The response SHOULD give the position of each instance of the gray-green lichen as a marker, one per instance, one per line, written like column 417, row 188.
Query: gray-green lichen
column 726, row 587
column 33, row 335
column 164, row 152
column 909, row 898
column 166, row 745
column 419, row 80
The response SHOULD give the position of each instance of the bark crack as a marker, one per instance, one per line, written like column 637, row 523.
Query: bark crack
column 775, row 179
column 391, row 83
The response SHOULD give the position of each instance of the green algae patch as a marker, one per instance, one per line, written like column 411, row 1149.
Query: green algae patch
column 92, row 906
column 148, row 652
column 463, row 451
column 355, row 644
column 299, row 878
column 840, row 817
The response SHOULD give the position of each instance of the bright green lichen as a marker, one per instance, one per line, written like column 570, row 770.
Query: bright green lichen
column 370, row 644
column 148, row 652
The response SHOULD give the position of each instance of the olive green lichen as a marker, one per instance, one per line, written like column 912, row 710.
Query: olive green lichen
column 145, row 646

## WHAT TO WORK ON:
Keeping each word as given, write out the material above.

## TASK SOLUTION:
The response SHOULD give the position of each instance of the gray-green lichen as a marker, one per instance, one per line, written like column 417, row 188.
Query: gray-green lichen
column 726, row 587
column 33, row 335
column 164, row 152
column 909, row 898
column 166, row 745
column 419, row 80
The response SHOULD give the position of each instance of the bark crack as a marker, one per instance, one per line, written like column 637, row 523.
Query: bark crack
column 775, row 179
column 391, row 83
The response SHOULD give the position of each instance of the green algae patch as a marker, one per instance, one per line, written like column 411, row 1149.
Query: green algae patch
column 92, row 906
column 148, row 652
column 463, row 451
column 355, row 644
column 299, row 878
column 840, row 817
The response SHOULD give the position of each instance of the bright green lichen as a marker, one per instance, one per line, written like column 570, row 770.
Query: bright green lichen
column 370, row 644
column 148, row 652
The response SHOULD give the position of each instance of the olive green lichen as a marker, one per instance, one per line, written like column 912, row 710.
Query: olive green lichen
column 145, row 646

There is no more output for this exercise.